Give the data again exactly as written, skipping any pictures.

## BEGIN ENTRIES SHOWN

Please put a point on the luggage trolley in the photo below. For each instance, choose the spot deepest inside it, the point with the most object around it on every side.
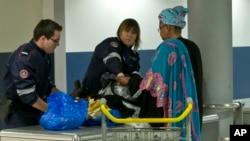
(146, 134)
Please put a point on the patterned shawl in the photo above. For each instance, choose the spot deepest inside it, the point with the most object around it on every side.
(171, 80)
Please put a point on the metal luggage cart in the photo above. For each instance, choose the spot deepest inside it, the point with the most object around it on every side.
(146, 134)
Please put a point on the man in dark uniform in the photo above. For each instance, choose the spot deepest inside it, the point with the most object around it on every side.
(27, 80)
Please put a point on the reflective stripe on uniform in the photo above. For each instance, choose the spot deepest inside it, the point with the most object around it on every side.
(26, 91)
(111, 55)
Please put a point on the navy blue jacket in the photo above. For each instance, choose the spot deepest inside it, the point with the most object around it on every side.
(27, 76)
(112, 56)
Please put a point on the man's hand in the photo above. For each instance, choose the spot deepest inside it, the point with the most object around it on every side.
(122, 80)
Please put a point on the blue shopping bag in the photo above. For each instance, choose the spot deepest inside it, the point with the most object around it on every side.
(64, 112)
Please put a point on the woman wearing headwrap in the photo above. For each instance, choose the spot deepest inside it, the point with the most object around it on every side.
(171, 78)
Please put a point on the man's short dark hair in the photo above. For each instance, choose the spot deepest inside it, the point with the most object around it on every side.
(45, 27)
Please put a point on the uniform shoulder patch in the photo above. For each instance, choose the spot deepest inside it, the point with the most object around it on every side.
(23, 73)
(114, 44)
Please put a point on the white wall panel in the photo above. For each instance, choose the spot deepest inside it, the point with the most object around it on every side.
(241, 22)
(88, 22)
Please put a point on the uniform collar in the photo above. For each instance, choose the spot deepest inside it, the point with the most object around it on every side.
(33, 44)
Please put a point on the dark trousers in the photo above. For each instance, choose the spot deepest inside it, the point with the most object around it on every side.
(20, 118)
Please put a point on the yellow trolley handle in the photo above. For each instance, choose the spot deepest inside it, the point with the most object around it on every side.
(106, 112)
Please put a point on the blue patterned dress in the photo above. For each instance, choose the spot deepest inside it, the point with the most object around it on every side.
(171, 80)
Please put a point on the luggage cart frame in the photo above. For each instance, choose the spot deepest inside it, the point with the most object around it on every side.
(146, 134)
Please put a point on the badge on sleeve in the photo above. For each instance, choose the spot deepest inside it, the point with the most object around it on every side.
(23, 73)
(114, 44)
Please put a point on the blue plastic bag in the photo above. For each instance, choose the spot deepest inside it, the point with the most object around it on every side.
(64, 112)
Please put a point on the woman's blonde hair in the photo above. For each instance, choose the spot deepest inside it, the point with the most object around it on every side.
(128, 24)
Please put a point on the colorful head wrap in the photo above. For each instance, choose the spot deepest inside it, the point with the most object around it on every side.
(174, 16)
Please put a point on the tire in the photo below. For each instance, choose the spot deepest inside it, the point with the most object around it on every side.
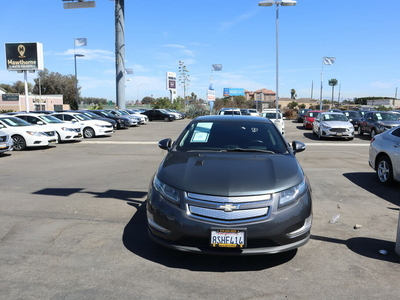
(19, 143)
(319, 134)
(88, 132)
(384, 170)
(360, 132)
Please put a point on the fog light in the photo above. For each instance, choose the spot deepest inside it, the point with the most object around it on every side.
(152, 223)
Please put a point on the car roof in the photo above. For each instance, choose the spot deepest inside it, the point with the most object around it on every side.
(230, 118)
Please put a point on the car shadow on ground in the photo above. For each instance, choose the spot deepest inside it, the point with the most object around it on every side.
(368, 247)
(369, 182)
(136, 240)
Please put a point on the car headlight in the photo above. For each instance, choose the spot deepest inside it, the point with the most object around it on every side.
(166, 191)
(67, 129)
(289, 196)
(35, 133)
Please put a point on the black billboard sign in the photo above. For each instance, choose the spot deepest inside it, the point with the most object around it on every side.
(24, 56)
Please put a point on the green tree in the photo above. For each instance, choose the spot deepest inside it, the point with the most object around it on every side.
(292, 94)
(148, 100)
(333, 82)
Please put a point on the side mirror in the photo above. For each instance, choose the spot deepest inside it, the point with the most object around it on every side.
(298, 146)
(165, 144)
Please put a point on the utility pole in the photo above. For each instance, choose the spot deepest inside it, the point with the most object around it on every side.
(183, 78)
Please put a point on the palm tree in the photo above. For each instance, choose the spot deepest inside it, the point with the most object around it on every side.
(333, 82)
(293, 94)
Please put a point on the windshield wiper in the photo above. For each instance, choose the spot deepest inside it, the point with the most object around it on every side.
(249, 150)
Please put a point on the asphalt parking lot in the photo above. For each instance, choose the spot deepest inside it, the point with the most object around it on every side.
(72, 226)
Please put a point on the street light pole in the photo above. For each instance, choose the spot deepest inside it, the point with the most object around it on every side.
(277, 3)
(76, 79)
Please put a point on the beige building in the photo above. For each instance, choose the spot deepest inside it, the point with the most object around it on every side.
(267, 99)
(17, 102)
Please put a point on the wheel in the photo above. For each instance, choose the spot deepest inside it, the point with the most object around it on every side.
(384, 170)
(19, 143)
(88, 132)
(360, 132)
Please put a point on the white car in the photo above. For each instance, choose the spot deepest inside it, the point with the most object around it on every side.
(177, 115)
(333, 125)
(65, 132)
(89, 127)
(271, 114)
(6, 142)
(26, 135)
(384, 156)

## END ENTRIES SHOWN

THE COMPLETED TASK:
Please put a point on the luggage trolley in the photo below. For each instance, choose the spot deepest inside it, the point with the most object around it on every side.
(146, 134)
Please put a point on the patterned shawl in the photo above. For each instance, choose the spot deepest inside it, the point with the most object around it on every side.
(171, 80)
Please put a point on the metal luggage cart in the photo above. For each instance, choose the spot deepest inside it, the point with the most object around it on every side.
(146, 134)
Please put a point on the man in dark uniform in the photo above. For each instance, choose the spot deepest inside it, the point with the most object around it on every side.
(27, 80)
Please put a point on the reflective stripe on uniform in the photo above. For each instance, choose the spot deepest inside it, the point with the most object around it on every side.
(26, 91)
(111, 55)
Please put a point on the navy blue jacket in the photo above. For each instance, choose the spot deepest inside it, the point with the most object around it on every side.
(27, 76)
(112, 56)
Please put a point on the man's hand in the photo above. For each instance, choose the spot deepest inside it, the point with the most object around it on every side.
(122, 80)
Please put a point on the blue shopping bag in the photo above. For each instance, choose the spot deepest inside it, the point with the most object around it on every side.
(64, 112)
Please put a point on the woman wearing headwrap in the photo above. For each instance, choose the spot deepest inside it, the point with the most object around it on every side.
(171, 78)
Please put a point on the man's short dark hair in the photo above. For each instance, choose the spot deepest inside it, the point with the most object around it on every side.
(45, 27)
Please put a point on the uniform shoulder patch in the photo above. For each instance, choose the spot deepest inside it, the point with the most object around it on every side.
(23, 73)
(114, 44)
Please put a point on the white wall panel in the photo above. For each instance, choose the spot deepest inside it, the point with the most object around it on every side.
(241, 22)
(88, 22)
Please put a point on the uniform collar in the photo above. For each instance, choose the spot deepest inside it, the point with the most object around it on every side.
(33, 44)
Please put a point on the dark trousers in the photo above. For each instance, choose the spot deepest inside it, the point with the most object around it on every side.
(20, 118)
Please put a point on the yellow trolley handle in the photo above. For each instance, choose the spot deepest inside it, the point with the most object around it on every side.
(106, 112)
Please put a point on the blue patterned dress in the photo above. For each instance, choose the spot deepest inside it, the point with the most object around it on every side.
(171, 80)
Please put a point on the luggage cart frame in the photo above. For each instance, choose the spot deepest inside it, the point with the most object around it on every side.
(146, 134)
Please put a point on the badge on sleeve in the photo above. For each instance, choose the spot deepest inside it, the point with the most object around it on every side.
(23, 73)
(114, 44)
Please put a point on the blue plastic bag in the photo above. For each instance, choose the spot deepest inside it, the point with the most object around it on every side.
(64, 112)
Please put a point on the woman's blonde hair in the photo above. For each instance, choose the spot deepest inside it, the point with the most object around it on every side.
(128, 24)
Please put a point on the colorful head wrap in the photo above. For each instance, choose the spot deepest inside it, the point with the most object around it on every side.
(174, 16)
Please put a point on the tire in the photo below. For each instance, choose the spot deepest inside it, the point with the most object around it on every side.
(19, 143)
(319, 134)
(88, 132)
(384, 170)
(360, 132)
Please put a point on the fog light in the photo above. For each instance, choose the spot deepest inside it, the point with the most object around it on every side.
(152, 223)
Please put a point on the car roof in the photo above. For each instance, choose the spot deepest inside it, the point with the most object around it on every side.
(230, 118)
Please put a point on the car shadow on ground in the photo above. For each instance, choose the spot deepest inside it, the point with the most object around it on every side.
(368, 247)
(369, 182)
(136, 240)
Please put a point on the car headlight in the photo above. For each instance, choose the spot deepest inside it, the point with the most object around it on every side.
(166, 191)
(67, 129)
(289, 196)
(35, 133)
Please put a point on the black billboard sign in the photo above. For each instance, choose the spot deepest inside it, the point with the most object around it on every side.
(24, 56)
Please put a point on the green tree in the photo above. For each instance, choose the spot deepest inside it, the point with the most object around it on every side.
(292, 94)
(148, 100)
(333, 82)
Please put a point on the side mirror in the photo above. For each instance, choose the spot deepest inside it, the point with the most object around it on every side.
(298, 146)
(165, 144)
Please put a point on the utility pole in the photo above. For each instance, choose the spot deepest inside it, the point with the most object around it on every side.
(183, 78)
Please put a point on the palm tree in the photo above. For each instance, choose the spot deepest inside it, the point with the most object around it on every side.
(333, 82)
(293, 94)
Please put a point on the windshield wiper in the photo above. For each instance, choose the spot deepest inside it, the point with the most object around it on every side.
(249, 150)
Please put a point on the asphalt parking lot in the photo above. For each instance, choose the spot deepest inside it, the point with the most object around it on every side.
(72, 226)
Please put a point on the street light pole in the photo above. For each instance, choose the spot deepest inside it, the point with the most object around it on every side.
(277, 3)
(76, 79)
Please put a point on the beige building in the photo above. For each instance, choose the spot deepest inside it, the point with the most object around it on every side.
(267, 99)
(17, 102)
Please put a point on the wheel in the photo above. For each instance, choose the spot deepest inside it, the point with the most object around it on every side.
(384, 170)
(19, 143)
(88, 132)
(360, 132)
Please put a point on the white car in the photo above. For each instance, choose the spot deepest inside it, the point with the most object around it on every side.
(177, 115)
(333, 125)
(65, 132)
(89, 127)
(271, 114)
(6, 142)
(26, 135)
(384, 156)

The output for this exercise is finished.